Work item
From the first line to the last, transcribe the data exactly.

Records from a data collection
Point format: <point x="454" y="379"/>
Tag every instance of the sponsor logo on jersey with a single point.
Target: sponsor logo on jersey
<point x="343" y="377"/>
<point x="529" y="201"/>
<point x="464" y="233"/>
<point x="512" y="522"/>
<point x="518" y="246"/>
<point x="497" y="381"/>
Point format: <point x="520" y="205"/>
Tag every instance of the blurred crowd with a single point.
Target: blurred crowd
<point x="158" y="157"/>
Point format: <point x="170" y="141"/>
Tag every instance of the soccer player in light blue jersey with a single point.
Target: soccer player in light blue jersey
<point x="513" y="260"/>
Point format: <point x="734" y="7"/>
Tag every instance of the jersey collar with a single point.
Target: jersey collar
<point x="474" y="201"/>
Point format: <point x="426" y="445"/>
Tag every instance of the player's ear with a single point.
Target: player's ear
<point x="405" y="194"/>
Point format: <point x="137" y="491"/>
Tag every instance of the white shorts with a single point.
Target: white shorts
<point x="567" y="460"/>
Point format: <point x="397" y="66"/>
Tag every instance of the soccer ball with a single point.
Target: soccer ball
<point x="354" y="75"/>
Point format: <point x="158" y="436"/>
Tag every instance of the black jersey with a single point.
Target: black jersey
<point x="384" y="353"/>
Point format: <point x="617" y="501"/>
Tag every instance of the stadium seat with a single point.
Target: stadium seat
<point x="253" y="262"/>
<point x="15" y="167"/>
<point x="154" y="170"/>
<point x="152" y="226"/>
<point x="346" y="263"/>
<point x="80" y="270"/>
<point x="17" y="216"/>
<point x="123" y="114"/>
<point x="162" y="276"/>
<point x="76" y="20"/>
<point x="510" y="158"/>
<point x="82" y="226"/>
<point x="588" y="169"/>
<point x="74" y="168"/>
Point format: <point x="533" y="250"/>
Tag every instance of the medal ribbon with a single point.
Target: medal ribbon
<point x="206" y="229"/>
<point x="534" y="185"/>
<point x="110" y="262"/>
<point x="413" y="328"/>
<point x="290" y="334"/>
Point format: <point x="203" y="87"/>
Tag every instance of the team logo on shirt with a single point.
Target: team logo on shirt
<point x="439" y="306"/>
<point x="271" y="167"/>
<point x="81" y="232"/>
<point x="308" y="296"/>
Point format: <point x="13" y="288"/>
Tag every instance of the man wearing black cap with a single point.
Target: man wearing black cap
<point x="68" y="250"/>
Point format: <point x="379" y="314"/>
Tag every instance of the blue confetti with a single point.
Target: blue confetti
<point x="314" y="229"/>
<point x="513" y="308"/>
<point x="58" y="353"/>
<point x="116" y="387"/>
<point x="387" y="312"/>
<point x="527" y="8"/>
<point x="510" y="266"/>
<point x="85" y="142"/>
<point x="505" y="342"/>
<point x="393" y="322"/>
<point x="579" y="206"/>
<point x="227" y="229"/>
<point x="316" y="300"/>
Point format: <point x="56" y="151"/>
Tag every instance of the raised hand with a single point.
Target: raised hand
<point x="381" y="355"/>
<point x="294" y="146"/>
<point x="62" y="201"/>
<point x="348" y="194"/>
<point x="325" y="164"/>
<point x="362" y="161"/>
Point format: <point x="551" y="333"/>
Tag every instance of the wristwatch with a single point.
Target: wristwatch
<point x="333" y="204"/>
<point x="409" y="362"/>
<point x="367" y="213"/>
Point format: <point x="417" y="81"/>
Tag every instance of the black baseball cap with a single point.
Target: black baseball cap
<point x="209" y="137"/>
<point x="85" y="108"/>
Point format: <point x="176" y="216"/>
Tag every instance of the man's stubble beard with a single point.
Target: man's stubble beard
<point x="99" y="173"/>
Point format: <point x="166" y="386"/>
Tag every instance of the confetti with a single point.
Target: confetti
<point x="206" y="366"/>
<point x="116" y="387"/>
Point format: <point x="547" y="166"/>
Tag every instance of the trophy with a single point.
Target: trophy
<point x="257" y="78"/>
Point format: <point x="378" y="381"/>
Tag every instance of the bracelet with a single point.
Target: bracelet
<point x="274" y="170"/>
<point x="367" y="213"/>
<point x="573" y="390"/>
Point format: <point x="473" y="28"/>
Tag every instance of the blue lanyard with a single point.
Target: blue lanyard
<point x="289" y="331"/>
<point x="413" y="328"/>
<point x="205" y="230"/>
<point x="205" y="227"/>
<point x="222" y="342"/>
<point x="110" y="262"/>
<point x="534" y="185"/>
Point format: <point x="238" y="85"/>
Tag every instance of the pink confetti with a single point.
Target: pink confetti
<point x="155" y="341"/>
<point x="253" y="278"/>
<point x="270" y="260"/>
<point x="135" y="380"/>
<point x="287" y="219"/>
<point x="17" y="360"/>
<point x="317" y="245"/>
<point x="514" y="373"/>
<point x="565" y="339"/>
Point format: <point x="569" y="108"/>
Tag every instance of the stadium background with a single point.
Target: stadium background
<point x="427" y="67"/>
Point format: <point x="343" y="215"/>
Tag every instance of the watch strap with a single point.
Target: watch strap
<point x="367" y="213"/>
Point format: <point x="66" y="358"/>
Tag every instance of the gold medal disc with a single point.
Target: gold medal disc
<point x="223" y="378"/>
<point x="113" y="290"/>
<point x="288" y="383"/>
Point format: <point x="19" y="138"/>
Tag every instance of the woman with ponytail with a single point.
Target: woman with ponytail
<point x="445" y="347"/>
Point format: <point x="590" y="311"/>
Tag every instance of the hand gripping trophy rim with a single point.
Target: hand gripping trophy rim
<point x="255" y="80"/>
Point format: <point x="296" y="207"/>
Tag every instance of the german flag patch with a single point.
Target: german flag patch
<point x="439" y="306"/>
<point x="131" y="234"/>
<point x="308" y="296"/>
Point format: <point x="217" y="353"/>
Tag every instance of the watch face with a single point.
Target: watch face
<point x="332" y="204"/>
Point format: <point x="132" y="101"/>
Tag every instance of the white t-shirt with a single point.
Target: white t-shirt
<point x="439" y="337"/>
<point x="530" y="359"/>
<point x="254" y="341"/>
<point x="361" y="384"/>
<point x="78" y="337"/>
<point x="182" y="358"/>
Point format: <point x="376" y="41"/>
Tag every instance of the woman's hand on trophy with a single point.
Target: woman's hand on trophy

Answer space
Point format: <point x="454" y="379"/>
Tag every instance of the sponsor logo on jersey with a single point.
Target: sponsor logo on jersey
<point x="343" y="377"/>
<point x="529" y="201"/>
<point x="464" y="233"/>
<point x="512" y="522"/>
<point x="518" y="246"/>
<point x="497" y="381"/>
Point format: <point x="520" y="205"/>
Tag every instance of the blurred crowd with a single point.
Target: blurred crowd
<point x="158" y="157"/>
Point format: <point x="170" y="141"/>
Tag every instance of the soccer player in light blue jersey with a single point.
Target: soccer player in light blue jersey
<point x="513" y="260"/>
Point format: <point x="734" y="7"/>
Tag every instance of the jersey collar with a single point.
Target: jersey collar
<point x="474" y="201"/>
Point format: <point x="426" y="445"/>
Tag every instance of the player's ear with a single point.
Target: player's ear
<point x="405" y="194"/>
Point format: <point x="137" y="491"/>
Tag every instance of the white shorts with a single point.
Target: white shorts
<point x="567" y="460"/>
Point format: <point x="397" y="66"/>
Tag every instance of the soccer ball with a single point.
Target: soccer ball
<point x="354" y="75"/>
Point format: <point x="158" y="436"/>
Tag every instance of the black jersey with a single point.
Target: black jersey
<point x="384" y="353"/>
Point format: <point x="617" y="501"/>
Tag every instance of the stadium seat with a single point.
Target: stadium seat
<point x="253" y="262"/>
<point x="15" y="167"/>
<point x="154" y="170"/>
<point x="152" y="226"/>
<point x="346" y="263"/>
<point x="80" y="270"/>
<point x="17" y="216"/>
<point x="123" y="114"/>
<point x="162" y="276"/>
<point x="76" y="20"/>
<point x="510" y="158"/>
<point x="82" y="226"/>
<point x="588" y="169"/>
<point x="74" y="168"/>
Point format: <point x="533" y="250"/>
Tag every instance of the medal ribbon with a single point.
Target: medal ribbon
<point x="206" y="229"/>
<point x="534" y="185"/>
<point x="110" y="262"/>
<point x="413" y="328"/>
<point x="290" y="334"/>
Point format: <point x="203" y="87"/>
Tag every instance of the team logo on shirt with a single point.
Target: team logo on shirt
<point x="439" y="306"/>
<point x="271" y="167"/>
<point x="81" y="232"/>
<point x="308" y="296"/>
Point format: <point x="13" y="288"/>
Tag every instance of the man wearing black cap with a single point.
Target: man wearing black cap
<point x="68" y="250"/>
Point format: <point x="379" y="314"/>
Tag every instance of the blue confetti with a single point.
Target: blue confetti
<point x="314" y="229"/>
<point x="513" y="308"/>
<point x="58" y="353"/>
<point x="116" y="387"/>
<point x="387" y="312"/>
<point x="527" y="8"/>
<point x="510" y="266"/>
<point x="85" y="142"/>
<point x="505" y="342"/>
<point x="393" y="322"/>
<point x="579" y="206"/>
<point x="227" y="229"/>
<point x="316" y="300"/>
Point format: <point x="56" y="151"/>
Tag every instance of the raised hand with a single point.
Target: raised hand
<point x="381" y="355"/>
<point x="294" y="146"/>
<point x="62" y="201"/>
<point x="348" y="194"/>
<point x="325" y="164"/>
<point x="362" y="161"/>
Point format: <point x="551" y="333"/>
Tag every instance of the wristwatch with a single point.
Target: wristwatch
<point x="333" y="204"/>
<point x="409" y="362"/>
<point x="367" y="213"/>
Point format: <point x="417" y="81"/>
Tag every instance of the black baseball cap with a single point.
Target: black baseball cap
<point x="209" y="137"/>
<point x="85" y="108"/>
Point format: <point x="176" y="216"/>
Tag every instance of the man's stubble beard with a single point.
Target: man's stubble beard
<point x="99" y="173"/>
Point format: <point x="166" y="386"/>
Tag every instance of the confetti with a single point.
Target: confetti
<point x="206" y="366"/>
<point x="116" y="387"/>
Point format: <point x="547" y="166"/>
Tag every instance of the trophy with a single point.
Target: trophy
<point x="257" y="78"/>
Point format: <point x="378" y="381"/>
Tag every instance of the bracelet with a single point.
Target: bracelet
<point x="274" y="170"/>
<point x="367" y="213"/>
<point x="573" y="390"/>
Point format: <point x="473" y="28"/>
Tag every instance of the blue lanyard with a single point.
Target: blue lanyard
<point x="289" y="331"/>
<point x="413" y="328"/>
<point x="205" y="230"/>
<point x="205" y="227"/>
<point x="222" y="342"/>
<point x="110" y="262"/>
<point x="534" y="185"/>
Point format: <point x="238" y="85"/>
Tag every instance of the pink confetti with a single point.
Target: pink confetti
<point x="155" y="341"/>
<point x="253" y="278"/>
<point x="270" y="260"/>
<point x="135" y="380"/>
<point x="287" y="219"/>
<point x="17" y="360"/>
<point x="317" y="245"/>
<point x="514" y="373"/>
<point x="565" y="339"/>
Point format: <point x="569" y="108"/>
Tag every instance of the stadium background with a single point.
Target: stadium background
<point x="427" y="67"/>
Point format: <point x="343" y="215"/>
Tag every instance of the watch strap with a single point.
Target: watch strap
<point x="367" y="213"/>
Point format: <point x="66" y="358"/>
Tag every instance of the gold medal disc with a single point.
Target: gold medal disc
<point x="223" y="378"/>
<point x="113" y="290"/>
<point x="288" y="383"/>
Point format: <point x="19" y="138"/>
Tag every instance of the woman with ponytail with a single point.
Target: woman with ponytail
<point x="445" y="347"/>
Point format: <point x="590" y="311"/>
Tag every instance of the hand gripping trophy rim with a single point.
Target: hand gripping trophy rim
<point x="255" y="80"/>
Point format: <point x="296" y="207"/>
Tag every instance of the german flag patch with a single point.
Target: german flag patch
<point x="439" y="306"/>
<point x="131" y="234"/>
<point x="308" y="296"/>
Point format: <point x="217" y="353"/>
Tag every instance of the watch face with a single point.
Target: watch face
<point x="332" y="204"/>
Point format: <point x="132" y="101"/>
Tag every instance of the white t-shirt with a single point.
Target: white t-shirt
<point x="439" y="337"/>
<point x="530" y="359"/>
<point x="254" y="341"/>
<point x="361" y="384"/>
<point x="78" y="337"/>
<point x="182" y="358"/>
Point format: <point x="376" y="41"/>
Tag every instance of the woman's hand on trophy with a single point.
Target: woman's hand on trophy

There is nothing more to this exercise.